### RECORD LIST:
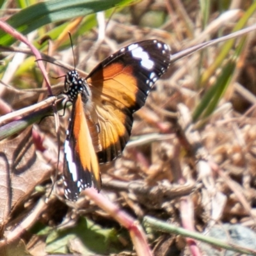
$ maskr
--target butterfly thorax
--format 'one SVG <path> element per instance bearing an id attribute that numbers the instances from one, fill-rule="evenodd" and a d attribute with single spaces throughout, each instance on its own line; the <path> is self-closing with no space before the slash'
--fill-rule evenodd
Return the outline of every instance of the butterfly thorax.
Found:
<path id="1" fill-rule="evenodd" d="M 90 105 L 92 93 L 86 81 L 79 75 L 76 70 L 68 72 L 65 77 L 65 87 L 68 86 L 66 92 L 68 100 L 74 102 L 81 93 L 84 104 Z"/>

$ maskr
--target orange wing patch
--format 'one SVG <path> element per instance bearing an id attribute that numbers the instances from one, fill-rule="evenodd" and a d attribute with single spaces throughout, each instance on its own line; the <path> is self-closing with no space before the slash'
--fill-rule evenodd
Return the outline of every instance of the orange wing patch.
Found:
<path id="1" fill-rule="evenodd" d="M 88 125 L 83 111 L 81 94 L 76 100 L 73 134 L 74 135 L 76 152 L 79 156 L 84 172 L 90 172 L 94 184 L 99 191 L 101 188 L 100 170 L 98 159 L 94 150 Z"/>
<path id="2" fill-rule="evenodd" d="M 115 63 L 99 70 L 87 79 L 93 85 L 92 102 L 100 127 L 100 163 L 120 156 L 129 139 L 133 109 L 138 104 L 137 81 L 132 73 L 131 66 Z"/>

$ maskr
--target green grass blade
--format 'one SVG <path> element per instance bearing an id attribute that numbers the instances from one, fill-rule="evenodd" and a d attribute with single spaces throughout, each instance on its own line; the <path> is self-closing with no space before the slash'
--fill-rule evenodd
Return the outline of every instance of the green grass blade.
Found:
<path id="1" fill-rule="evenodd" d="M 127 4 L 133 0 L 52 0 L 38 3 L 22 10 L 7 20 L 7 22 L 24 35 L 52 22 Z M 0 31 L 0 44 L 10 45 L 14 39 Z"/>

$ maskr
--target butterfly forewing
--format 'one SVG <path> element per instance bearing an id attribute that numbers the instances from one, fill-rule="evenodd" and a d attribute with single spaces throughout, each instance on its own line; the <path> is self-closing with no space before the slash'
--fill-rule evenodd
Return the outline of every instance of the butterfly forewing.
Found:
<path id="1" fill-rule="evenodd" d="M 65 143 L 65 196 L 77 200 L 92 184 L 101 187 L 99 162 L 122 153 L 132 126 L 155 82 L 170 63 L 170 51 L 157 40 L 132 44 L 99 64 L 86 80 L 67 73 L 66 94 L 73 103 Z"/>
<path id="2" fill-rule="evenodd" d="M 110 56 L 88 75 L 102 131 L 100 163 L 122 153 L 131 134 L 132 113 L 144 105 L 153 84 L 167 70 L 170 51 L 159 40 L 139 42 Z"/>

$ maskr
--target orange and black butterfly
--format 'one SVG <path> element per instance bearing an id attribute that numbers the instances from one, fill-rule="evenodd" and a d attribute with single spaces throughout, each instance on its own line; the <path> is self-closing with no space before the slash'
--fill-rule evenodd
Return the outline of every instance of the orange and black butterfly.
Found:
<path id="1" fill-rule="evenodd" d="M 132 114 L 170 64 L 169 47 L 157 40 L 138 42 L 100 63 L 84 79 L 67 74 L 65 94 L 72 110 L 64 145 L 66 198 L 101 188 L 99 163 L 120 156 L 131 134 Z"/>

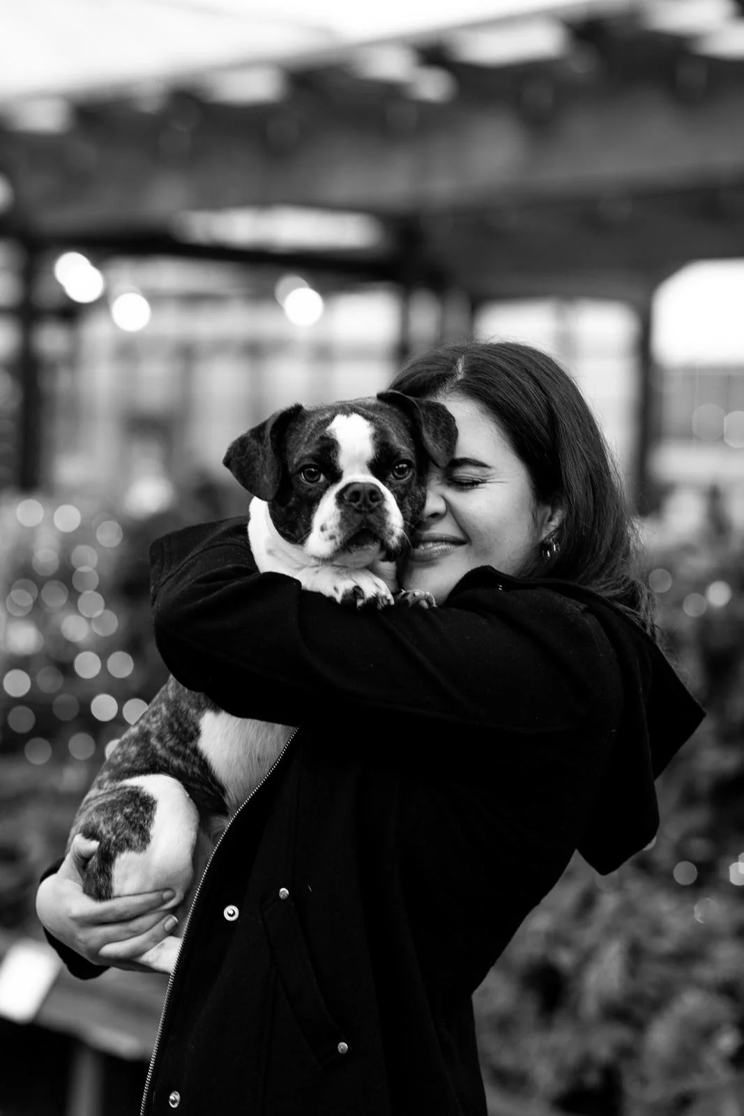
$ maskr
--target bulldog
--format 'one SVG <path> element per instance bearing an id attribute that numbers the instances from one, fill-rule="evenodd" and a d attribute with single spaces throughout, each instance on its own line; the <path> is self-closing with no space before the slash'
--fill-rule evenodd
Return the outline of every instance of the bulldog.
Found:
<path id="1" fill-rule="evenodd" d="M 260 571 L 356 607 L 429 607 L 396 583 L 396 562 L 426 499 L 429 461 L 452 458 L 442 404 L 398 392 L 294 404 L 240 435 L 224 464 L 253 497 L 248 536 Z M 235 812 L 296 730 L 231 716 L 170 677 L 118 741 L 75 817 L 98 841 L 84 869 L 95 899 L 171 889 L 178 929 L 137 960 L 172 972 L 205 866 Z"/>

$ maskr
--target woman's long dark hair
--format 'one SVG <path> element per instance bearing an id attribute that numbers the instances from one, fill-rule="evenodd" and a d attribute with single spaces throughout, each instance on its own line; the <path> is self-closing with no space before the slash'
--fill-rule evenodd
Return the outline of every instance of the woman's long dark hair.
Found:
<path id="1" fill-rule="evenodd" d="M 553 532 L 558 552 L 535 555 L 522 577 L 593 589 L 655 635 L 617 465 L 581 392 L 552 357 L 513 341 L 445 345 L 414 357 L 390 388 L 471 400 L 494 419 L 525 465 L 535 499 L 563 509 Z"/>

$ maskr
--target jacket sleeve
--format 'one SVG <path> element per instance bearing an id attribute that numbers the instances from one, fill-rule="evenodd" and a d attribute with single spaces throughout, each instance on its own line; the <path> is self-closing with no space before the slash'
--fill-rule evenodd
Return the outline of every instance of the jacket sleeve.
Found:
<path id="1" fill-rule="evenodd" d="M 464 578 L 443 608 L 358 612 L 259 574 L 244 520 L 166 536 L 151 557 L 164 662 L 235 716 L 552 732 L 586 724 L 612 687 L 611 650 L 582 606 L 493 570 Z"/>

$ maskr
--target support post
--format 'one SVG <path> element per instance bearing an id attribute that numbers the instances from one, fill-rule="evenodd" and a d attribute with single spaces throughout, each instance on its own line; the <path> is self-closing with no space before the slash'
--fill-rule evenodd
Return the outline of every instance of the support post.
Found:
<path id="1" fill-rule="evenodd" d="M 21 301 L 18 308 L 20 345 L 18 350 L 18 381 L 21 389 L 19 423 L 18 487 L 29 492 L 39 485 L 41 450 L 41 386 L 39 360 L 35 347 L 35 330 L 38 323 L 36 286 L 39 270 L 39 253 L 31 241 L 23 242 L 21 267 Z"/>

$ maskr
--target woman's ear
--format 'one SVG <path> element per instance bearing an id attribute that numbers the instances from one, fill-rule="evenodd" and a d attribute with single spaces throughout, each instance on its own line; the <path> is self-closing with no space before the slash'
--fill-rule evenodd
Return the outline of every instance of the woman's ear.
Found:
<path id="1" fill-rule="evenodd" d="M 563 522 L 563 506 L 554 500 L 542 506 L 540 541 L 545 542 Z"/>

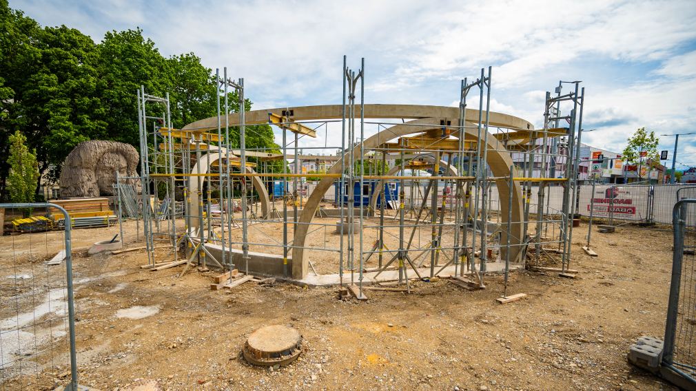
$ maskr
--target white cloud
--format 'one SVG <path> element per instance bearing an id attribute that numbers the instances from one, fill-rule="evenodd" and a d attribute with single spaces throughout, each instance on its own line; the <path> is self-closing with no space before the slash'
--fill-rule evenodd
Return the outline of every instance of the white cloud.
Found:
<path id="1" fill-rule="evenodd" d="M 475 80 L 493 65 L 493 109 L 537 127 L 544 91 L 553 92 L 559 78 L 583 80 L 585 122 L 602 125 L 584 137 L 609 150 L 620 150 L 637 127 L 674 133 L 696 122 L 689 103 L 696 51 L 684 49 L 696 42 L 689 1 L 12 0 L 10 6 L 96 40 L 140 26 L 164 55 L 193 51 L 207 66 L 244 77 L 257 108 L 340 102 L 347 54 L 353 68 L 366 58 L 367 102 L 375 103 L 457 106 L 459 79 Z M 624 77 L 624 65 L 638 70 Z M 329 144 L 340 143 L 340 134 L 330 124 Z M 321 138 L 301 143 L 324 145 Z M 684 147 L 694 143 L 685 138 Z"/>

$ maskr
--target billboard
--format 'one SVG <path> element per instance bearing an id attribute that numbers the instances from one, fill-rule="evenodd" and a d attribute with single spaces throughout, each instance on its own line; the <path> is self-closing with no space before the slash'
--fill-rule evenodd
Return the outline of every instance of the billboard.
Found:
<path id="1" fill-rule="evenodd" d="M 631 193 L 630 189 L 614 186 L 595 190 L 592 204 L 587 204 L 587 212 L 592 206 L 594 216 L 608 216 L 610 212 L 613 212 L 614 216 L 619 218 L 634 217 L 635 202 Z"/>

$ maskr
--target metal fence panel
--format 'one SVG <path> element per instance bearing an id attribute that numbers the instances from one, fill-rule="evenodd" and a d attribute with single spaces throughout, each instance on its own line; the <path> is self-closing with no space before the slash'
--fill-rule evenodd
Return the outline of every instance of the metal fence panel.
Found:
<path id="1" fill-rule="evenodd" d="M 0 234 L 0 390 L 53 389 L 66 370 L 65 390 L 75 390 L 71 224 L 15 218 L 31 208 L 47 216 L 56 208 L 70 221 L 52 204 L 0 204 L 12 226 L 11 235 Z"/>
<path id="2" fill-rule="evenodd" d="M 663 364 L 696 385 L 696 199 L 672 212 L 674 255 Z"/>

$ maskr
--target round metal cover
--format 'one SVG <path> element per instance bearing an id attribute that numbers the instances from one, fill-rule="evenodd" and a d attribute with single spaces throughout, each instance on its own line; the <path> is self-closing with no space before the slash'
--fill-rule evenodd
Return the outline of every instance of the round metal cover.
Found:
<path id="1" fill-rule="evenodd" d="M 287 365 L 302 351 L 302 335 L 287 326 L 266 326 L 254 331 L 244 344 L 242 353 L 256 365 Z"/>

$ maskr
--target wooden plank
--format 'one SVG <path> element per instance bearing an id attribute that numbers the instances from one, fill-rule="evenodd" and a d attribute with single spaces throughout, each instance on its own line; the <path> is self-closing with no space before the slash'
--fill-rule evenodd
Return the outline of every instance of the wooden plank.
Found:
<path id="1" fill-rule="evenodd" d="M 242 284 L 244 284 L 247 281 L 251 281 L 252 278 L 253 278 L 253 276 L 244 276 L 244 277 L 240 277 L 239 278 L 235 279 L 229 284 L 226 284 L 225 285 L 223 285 L 222 287 L 225 288 L 226 289 L 231 289 L 232 288 L 234 288 L 237 285 L 241 285 Z"/>
<path id="2" fill-rule="evenodd" d="M 163 264 L 161 266 L 158 266 L 157 267 L 153 267 L 152 269 L 150 269 L 150 271 L 159 271 L 160 270 L 164 270 L 165 269 L 169 269 L 171 267 L 174 267 L 175 266 L 182 265 L 182 264 L 185 264 L 187 262 L 189 262 L 189 260 L 182 260 L 182 261 L 177 261 L 175 262 L 173 261 L 173 262 L 167 262 L 166 264 Z"/>
<path id="3" fill-rule="evenodd" d="M 500 304 L 506 304 L 507 303 L 517 301 L 518 300 L 523 297 L 527 297 L 527 294 L 517 294 L 509 296 L 507 297 L 499 297 L 496 299 L 496 301 L 500 303 Z"/>
<path id="4" fill-rule="evenodd" d="M 232 270 L 231 275 L 232 278 L 234 278 L 235 276 L 237 276 L 239 273 L 239 270 L 236 269 L 233 269 Z M 226 271 L 222 274 L 213 277 L 213 281 L 214 281 L 216 284 L 219 284 L 220 282 L 226 282 L 230 280 L 230 272 Z"/>
<path id="5" fill-rule="evenodd" d="M 545 267 L 541 266 L 531 266 L 533 270 L 538 270 L 541 271 L 560 271 L 562 272 L 563 269 L 560 267 Z M 574 269 L 567 269 L 566 273 L 580 273 L 579 271 Z"/>
<path id="6" fill-rule="evenodd" d="M 157 267 L 158 266 L 162 266 L 164 264 L 167 264 L 171 261 L 166 261 L 164 262 L 155 262 L 155 266 L 152 265 L 140 265 L 140 269 L 152 269 L 153 267 Z"/>
<path id="7" fill-rule="evenodd" d="M 384 287 L 363 287 L 363 291 L 383 291 L 386 292 L 405 292 L 406 288 L 387 288 Z"/>
<path id="8" fill-rule="evenodd" d="M 125 250 L 114 250 L 113 251 L 111 251 L 111 254 L 113 255 L 116 255 L 118 254 L 122 254 L 124 253 L 130 253 L 131 251 L 137 251 L 139 250 L 144 250 L 144 249 L 145 246 L 143 246 L 143 247 L 134 247 L 132 248 L 126 248 Z"/>
<path id="9" fill-rule="evenodd" d="M 592 250 L 592 248 L 587 247 L 587 246 L 583 246 L 580 248 L 582 248 L 583 250 L 585 250 L 585 253 L 587 254 L 587 255 L 590 255 L 590 257 L 598 257 L 599 256 L 597 255 L 597 253 L 594 252 L 594 250 Z"/>
<path id="10" fill-rule="evenodd" d="M 364 291 L 365 288 L 363 288 L 363 290 Z M 367 296 L 365 296 L 365 292 L 362 292 L 361 294 L 361 292 L 360 292 L 360 287 L 358 285 L 356 285 L 354 284 L 348 285 L 348 292 L 349 292 L 350 294 L 353 295 L 353 297 L 357 298 L 361 301 L 367 301 Z"/>
<path id="11" fill-rule="evenodd" d="M 155 250 L 157 250 L 159 248 L 172 248 L 171 246 L 155 246 Z M 125 250 L 114 250 L 113 251 L 111 251 L 111 255 L 117 255 L 118 254 L 122 254 L 124 253 L 130 253 L 131 251 L 137 251 L 139 250 L 145 250 L 145 247 L 143 246 L 143 247 L 134 247 L 132 248 L 126 248 Z M 159 262 L 159 263 L 164 263 L 164 262 Z"/>
<path id="12" fill-rule="evenodd" d="M 46 264 L 51 266 L 59 265 L 61 263 L 63 263 L 63 260 L 65 259 L 65 250 L 61 250 L 60 251 L 58 252 L 58 254 L 56 254 L 52 258 L 51 258 L 50 261 L 46 262 Z"/>

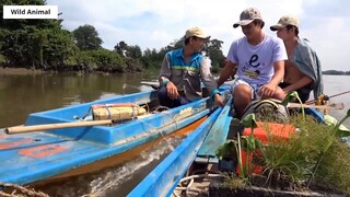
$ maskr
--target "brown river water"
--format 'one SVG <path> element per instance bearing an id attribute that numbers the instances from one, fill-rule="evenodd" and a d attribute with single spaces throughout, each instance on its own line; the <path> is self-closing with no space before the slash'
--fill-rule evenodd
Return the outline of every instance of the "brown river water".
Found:
<path id="1" fill-rule="evenodd" d="M 0 128 L 21 125 L 34 112 L 151 90 L 141 82 L 155 81 L 156 74 L 15 74 L 0 70 Z M 349 91 L 349 80 L 350 76 L 324 76 L 325 93 L 331 96 Z M 345 109 L 330 111 L 330 115 L 338 119 L 350 108 L 350 94 L 335 96 L 330 101 L 345 104 Z M 345 125 L 350 127 L 350 120 Z M 40 189 L 49 196 L 126 196 L 180 141 L 180 138 L 161 141 L 132 161 Z"/>

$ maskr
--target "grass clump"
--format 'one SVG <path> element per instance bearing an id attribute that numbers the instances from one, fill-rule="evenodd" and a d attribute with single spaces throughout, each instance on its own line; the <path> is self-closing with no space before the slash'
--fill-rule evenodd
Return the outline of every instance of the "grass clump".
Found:
<path id="1" fill-rule="evenodd" d="M 349 117 L 349 112 L 343 119 Z M 293 115 L 289 124 L 293 125 L 296 131 L 288 138 L 276 137 L 276 132 L 270 132 L 268 124 L 262 126 L 267 132 L 268 142 L 250 150 L 254 152 L 252 166 L 261 166 L 262 172 L 258 176 L 265 177 L 265 182 L 259 182 L 264 185 L 256 186 L 282 190 L 323 189 L 340 192 L 349 196 L 350 148 L 340 140 L 337 131 L 339 125 L 328 126 L 307 115 Z M 242 147 L 242 149 L 246 148 Z M 240 150 L 237 147 L 231 149 L 235 152 L 231 154 L 240 157 L 237 150 Z M 256 176 L 248 172 L 243 182 L 226 178 L 225 183 L 233 186 L 240 185 L 237 183 L 254 185 L 253 181 Z"/>

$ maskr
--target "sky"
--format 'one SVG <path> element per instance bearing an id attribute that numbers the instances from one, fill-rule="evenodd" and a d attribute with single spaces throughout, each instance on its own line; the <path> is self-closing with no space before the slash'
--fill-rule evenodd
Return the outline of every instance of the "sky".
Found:
<path id="1" fill-rule="evenodd" d="M 323 70 L 350 71 L 350 1 L 347 0 L 47 0 L 58 5 L 63 28 L 73 31 L 92 25 L 113 49 L 124 40 L 142 50 L 160 49 L 199 26 L 211 38 L 223 42 L 226 55 L 231 43 L 243 36 L 233 28 L 241 12 L 249 7 L 260 10 L 264 32 L 276 36 L 269 26 L 285 14 L 299 19 L 300 37 L 307 38 L 317 53 Z"/>

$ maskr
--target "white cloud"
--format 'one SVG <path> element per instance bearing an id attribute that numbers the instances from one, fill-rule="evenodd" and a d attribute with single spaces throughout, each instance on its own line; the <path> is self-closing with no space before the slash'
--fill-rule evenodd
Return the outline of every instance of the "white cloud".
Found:
<path id="1" fill-rule="evenodd" d="M 120 40 L 142 49 L 166 46 L 180 38 L 186 28 L 200 26 L 212 38 L 224 42 L 226 54 L 233 39 L 243 36 L 232 24 L 242 10 L 256 7 L 266 22 L 264 31 L 276 35 L 269 26 L 284 14 L 300 20 L 300 36 L 307 37 L 323 60 L 323 69 L 350 70 L 350 1 L 335 0 L 48 0 L 63 14 L 63 26 L 73 31 L 80 25 L 93 25 L 113 49 Z"/>

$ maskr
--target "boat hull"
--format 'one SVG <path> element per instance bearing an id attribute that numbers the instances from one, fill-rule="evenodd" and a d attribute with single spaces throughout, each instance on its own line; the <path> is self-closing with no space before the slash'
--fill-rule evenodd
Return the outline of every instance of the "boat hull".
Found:
<path id="1" fill-rule="evenodd" d="M 84 116 L 91 105 L 130 102 L 154 104 L 156 91 L 34 113 L 28 116 L 25 125 L 70 123 L 75 116 Z M 7 160 L 0 166 L 0 182 L 26 185 L 43 179 L 97 171 L 100 166 L 115 165 L 125 161 L 118 155 L 132 155 L 130 150 L 135 148 L 142 144 L 147 147 L 152 141 L 182 129 L 183 132 L 184 130 L 190 132 L 198 119 L 206 117 L 215 108 L 211 99 L 206 97 L 114 126 L 90 126 L 16 135 L 5 135 L 2 130 L 0 157 Z"/>

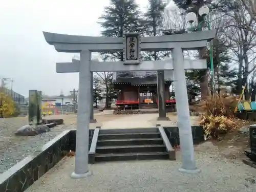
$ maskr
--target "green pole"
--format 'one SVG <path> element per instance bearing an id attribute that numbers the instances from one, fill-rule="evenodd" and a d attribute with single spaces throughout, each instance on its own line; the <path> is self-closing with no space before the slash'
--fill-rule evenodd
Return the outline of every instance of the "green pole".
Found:
<path id="1" fill-rule="evenodd" d="M 210 26 L 210 24 L 208 22 L 208 29 L 210 30 L 211 29 L 211 27 Z M 215 91 L 215 79 L 214 79 L 214 56 L 212 53 L 212 41 L 211 40 L 210 42 L 210 70 L 211 70 L 211 78 L 212 80 L 212 89 L 214 90 L 214 92 Z"/>

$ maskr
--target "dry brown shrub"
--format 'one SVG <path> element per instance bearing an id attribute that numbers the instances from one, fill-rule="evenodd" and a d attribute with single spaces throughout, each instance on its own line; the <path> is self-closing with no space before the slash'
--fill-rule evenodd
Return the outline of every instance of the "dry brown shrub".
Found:
<path id="1" fill-rule="evenodd" d="M 237 102 L 235 97 L 216 94 L 197 104 L 197 110 L 204 113 L 200 124 L 208 139 L 218 138 L 236 127 L 234 111 Z"/>

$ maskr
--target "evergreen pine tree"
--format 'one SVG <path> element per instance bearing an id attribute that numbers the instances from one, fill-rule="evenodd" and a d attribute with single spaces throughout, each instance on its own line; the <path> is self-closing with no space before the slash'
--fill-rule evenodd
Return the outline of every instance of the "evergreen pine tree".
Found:
<path id="1" fill-rule="evenodd" d="M 125 33 L 142 31 L 140 11 L 135 0 L 110 0 L 110 5 L 104 8 L 99 22 L 104 29 L 102 36 L 123 37 Z M 122 53 L 112 53 L 113 57 L 123 60 Z M 113 58 L 113 57 L 112 57 Z"/>
<path id="2" fill-rule="evenodd" d="M 162 0 L 148 0 L 148 6 L 144 18 L 143 33 L 145 36 L 156 36 L 161 34 L 162 21 L 165 4 Z M 145 52 L 144 60 L 159 60 L 159 52 Z"/>

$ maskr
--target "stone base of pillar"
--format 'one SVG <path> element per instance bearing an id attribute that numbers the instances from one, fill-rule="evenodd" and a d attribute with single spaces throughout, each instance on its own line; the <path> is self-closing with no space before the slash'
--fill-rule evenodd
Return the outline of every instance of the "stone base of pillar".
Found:
<path id="1" fill-rule="evenodd" d="M 97 123 L 97 120 L 96 120 L 95 119 L 90 119 L 90 123 Z"/>
<path id="2" fill-rule="evenodd" d="M 169 121 L 170 119 L 169 119 L 169 117 L 158 117 L 157 118 L 157 120 L 158 121 Z"/>
<path id="3" fill-rule="evenodd" d="M 201 169 L 199 168 L 196 168 L 195 169 L 186 169 L 184 168 L 180 167 L 179 168 L 179 171 L 181 173 L 184 174 L 198 174 L 201 172 Z"/>
<path id="4" fill-rule="evenodd" d="M 92 175 L 92 172 L 89 171 L 88 172 L 82 174 L 77 174 L 75 172 L 73 172 L 70 175 L 70 177 L 72 179 L 80 179 L 85 177 L 90 177 Z"/>

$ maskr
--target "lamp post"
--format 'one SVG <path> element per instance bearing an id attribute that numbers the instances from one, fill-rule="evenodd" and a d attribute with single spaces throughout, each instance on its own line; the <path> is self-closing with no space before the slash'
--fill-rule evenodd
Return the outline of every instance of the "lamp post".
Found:
<path id="1" fill-rule="evenodd" d="M 207 15 L 208 15 L 209 12 L 209 8 L 204 5 L 199 9 L 198 11 L 198 14 L 201 17 L 203 17 L 203 20 L 198 24 L 198 27 L 197 28 L 198 30 L 202 31 L 202 24 L 205 24 L 208 30 L 210 30 L 211 29 L 211 26 L 210 25 L 210 23 L 208 19 L 208 17 Z M 189 30 L 190 31 L 195 31 L 195 27 L 192 27 L 192 24 L 193 23 L 196 23 L 197 21 L 197 17 L 196 13 L 194 12 L 189 12 L 187 14 L 186 16 L 187 22 L 189 23 L 190 24 L 190 29 Z M 211 77 L 212 79 L 212 86 L 213 89 L 213 94 L 214 94 L 215 92 L 215 79 L 214 79 L 214 58 L 213 58 L 213 54 L 212 54 L 212 41 L 207 43 L 206 45 L 206 47 L 207 49 L 210 51 L 210 71 L 211 71 Z"/>

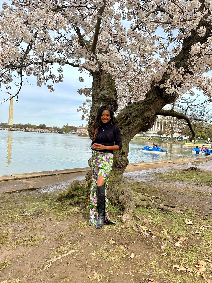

### WHAT TO DO:
Pick out each line in the items that contains the string "lamp" and copy it in full.

### THE REPLY:
--target "lamp post"
Return the outline of every instance of the "lamp post".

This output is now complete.